## WHAT NEEDS TO BE DONE
Continue the review of J.D. Payne's book A Theology of Mission from the point where it ends.

(Beginning of GIVEN PASSAGE)

Abstract

Oscar Cullmann is a rarely-heard name in current-day theological discourse. Yet his proposal, first lofted in the 1950s, that the Bible tells a more or less single and unilinear story has left a deep impression—particularly in the area of biblical theology of mission. Already Johannes Blauw in his 1961 book The Missionary Nature of the Church appeals to Heilsgeschichte, or salvation-history, as a governing concept, and ever since then, it has reigned supreme. Subtitles of other, more recent volumes bear out the dominance of this one-big-story paradigm. See, for example: Arthur Glasser, The Story of God’s Mission in the Bible; Christopher J.H. Wright, Unlocking the Bible’s Grand Narrative; or Michael Goheen, The Missional Church and the Biblical Story. J.D. Payne’s book belongs to this same school. The first sentence of chapter 1 reads: “The Bible is comprised of multiple stories that unite to form one grand story revealing God and his mission” (1).
The virtue of A Theology of Mission relative to these kindred works is its concision; and its bibliography. Payne’s latest clocks in at 192 pages, but the first twenty-four pages of that are front matter: a preface briefly sets forth the rationale for the book and a few of its key themes, and then chapters 1 and 2 respectively introduce a “missional hermeneutic” and stage a whirlwind tour of “sending” in Scripture. The final chapter makes several manifesto claims, each in bold typeface and followed by one paragraph of explanation, in just over three pages. Bibliography and indexes take up another twenty-one pages—meaning that the meat of the book occupies only 127 pages. These pages are allocated, roughly equally, to the theme of mission in nine canonical units: Torah, Prophets, Writings, Synoptics, John, Acts, Pauline Epistles, General Epistles, Revelation. The result is a biblical-theology-of-mission blitz.
The controlling categories of this rapid-fire presentation are blessing and nations. Each chapter features “blessing the nations” in multiple section headings: “blessing the nations through restoration: return and reconstruction” (46), “blessing the nations through sovereignty” (62), “blessing the nations through a people: the church” (111), and so on. The calling of Abraham in Genesis 12, to be a blessing to the nations, thus provides the architecture of the book. “The Bible,” says Payne, “begins with God’s dealings with the nations and concludes with God’s concern with the nations. God’s purposes related to the nations form the basic story of Scripture” (6). The Abraham story brings this all-nations scope into relationship with the particular family, institutions, and histories of Israel. Payne speaks of God’s universal desire to bless nations and the particular people through whom God instrumentally pursues that end (15).
In all this—its one big story framework, its subordination of the particular to the universal, and its treatment of Abraham’s calling as a foundational template—A Theology of Mission resembles other recent entries in biblical theology of mission. As such, it shares in their theological problems. Many biblical texts simply do not appear much concerned with the nations, and hence engaging them under that heading feels like shoehorning. For instance, Payne says of the tabernacle that it “served to remind Israel of her responsibility to communicate the message that if the nations wanted to know and experience the blessings of their Creator, then they should look to Israel and join her before the tabernacle” (32). But the tabernacle texts themselves publish a far more basic divine purpose. God commands Moses: “Have them make a sanctuary for me, and I will dwell among them” (Exod 25:8, NIV).

(End of GIVEN PASSAGE)
(Beginning of DATA UNDER STUDY)

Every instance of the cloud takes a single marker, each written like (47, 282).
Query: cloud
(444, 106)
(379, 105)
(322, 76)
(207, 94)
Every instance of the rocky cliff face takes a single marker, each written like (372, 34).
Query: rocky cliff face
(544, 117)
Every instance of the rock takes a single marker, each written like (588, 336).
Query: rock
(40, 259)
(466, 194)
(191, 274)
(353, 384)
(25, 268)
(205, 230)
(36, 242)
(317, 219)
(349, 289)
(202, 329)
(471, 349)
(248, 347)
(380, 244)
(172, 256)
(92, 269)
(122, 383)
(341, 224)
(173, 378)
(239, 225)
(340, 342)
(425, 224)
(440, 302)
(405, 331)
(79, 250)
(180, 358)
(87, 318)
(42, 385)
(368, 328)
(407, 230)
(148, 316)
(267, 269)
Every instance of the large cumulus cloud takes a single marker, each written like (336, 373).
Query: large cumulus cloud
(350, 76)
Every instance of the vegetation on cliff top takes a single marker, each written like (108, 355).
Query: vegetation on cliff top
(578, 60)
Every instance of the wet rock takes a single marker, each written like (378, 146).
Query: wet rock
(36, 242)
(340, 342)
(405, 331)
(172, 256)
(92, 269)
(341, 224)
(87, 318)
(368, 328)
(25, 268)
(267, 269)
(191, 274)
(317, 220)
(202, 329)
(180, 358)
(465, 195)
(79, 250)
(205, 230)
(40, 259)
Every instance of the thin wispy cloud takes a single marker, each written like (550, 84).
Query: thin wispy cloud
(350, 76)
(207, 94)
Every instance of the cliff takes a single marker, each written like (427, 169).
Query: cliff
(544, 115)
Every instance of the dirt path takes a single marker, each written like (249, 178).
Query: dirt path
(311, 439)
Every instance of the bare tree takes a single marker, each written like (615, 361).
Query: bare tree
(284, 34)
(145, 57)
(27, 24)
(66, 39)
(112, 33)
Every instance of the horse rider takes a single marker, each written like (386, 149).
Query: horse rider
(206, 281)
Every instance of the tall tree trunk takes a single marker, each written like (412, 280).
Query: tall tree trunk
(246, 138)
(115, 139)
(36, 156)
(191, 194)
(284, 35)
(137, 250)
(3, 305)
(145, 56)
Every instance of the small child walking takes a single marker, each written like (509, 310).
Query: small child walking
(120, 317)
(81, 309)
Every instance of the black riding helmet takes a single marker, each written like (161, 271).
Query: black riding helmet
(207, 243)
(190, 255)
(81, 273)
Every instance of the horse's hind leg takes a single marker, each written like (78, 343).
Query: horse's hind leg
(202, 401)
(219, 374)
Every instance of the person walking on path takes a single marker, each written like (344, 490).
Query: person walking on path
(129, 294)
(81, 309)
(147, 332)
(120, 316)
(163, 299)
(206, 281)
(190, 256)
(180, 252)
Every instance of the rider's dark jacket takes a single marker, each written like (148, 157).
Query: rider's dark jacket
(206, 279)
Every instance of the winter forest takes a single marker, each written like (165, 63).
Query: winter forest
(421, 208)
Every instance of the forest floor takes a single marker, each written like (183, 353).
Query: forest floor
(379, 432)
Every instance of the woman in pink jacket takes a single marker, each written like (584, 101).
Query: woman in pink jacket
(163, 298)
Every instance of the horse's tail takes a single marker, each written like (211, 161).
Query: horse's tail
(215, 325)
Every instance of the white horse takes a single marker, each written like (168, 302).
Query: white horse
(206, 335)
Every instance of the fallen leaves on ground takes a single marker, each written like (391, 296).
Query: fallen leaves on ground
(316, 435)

(End of DATA UNDER STUDY)

## RESPONSE TO THIS EXERCISE
Elsewhere, in common with these other books, Payne understands Israel’s vocation in terms of responsibility to the nations, and he charges Israel with failure. More than that: Israel’s failure sets up for the coming of Christ. “Israel failed to be the community of God’s people. They did not live up to the expectation to be royal priests, a holy nation, and a model to the world. . .They failed to serve as a magnet, drawing the nations to Mount Zion. . .What Israel failed to do, Jesus did” (72). This view of the Jewish people, especially in the postexilic period, constituting a “diminuendo” in God’s purpose (70) taps into longstanding and pernicious Christian tropes about Judaism. For Payne as for nineteenth-century German critical scholars, the lowest point in God’s mission coincides with the emergence of early Judaism. Payne also arguably frames the incarnation in far too narrowly responsive and compensatory terms. He denies that Christ is the backup team (2)—but Christ is, on Payne’s schema, an auxiliary in the larger divine project of redeeming creation. This kind of Christology falls short of the New Testament, which includes passages to the effect that all things are created through Christ and for Christ (Col 1:16b).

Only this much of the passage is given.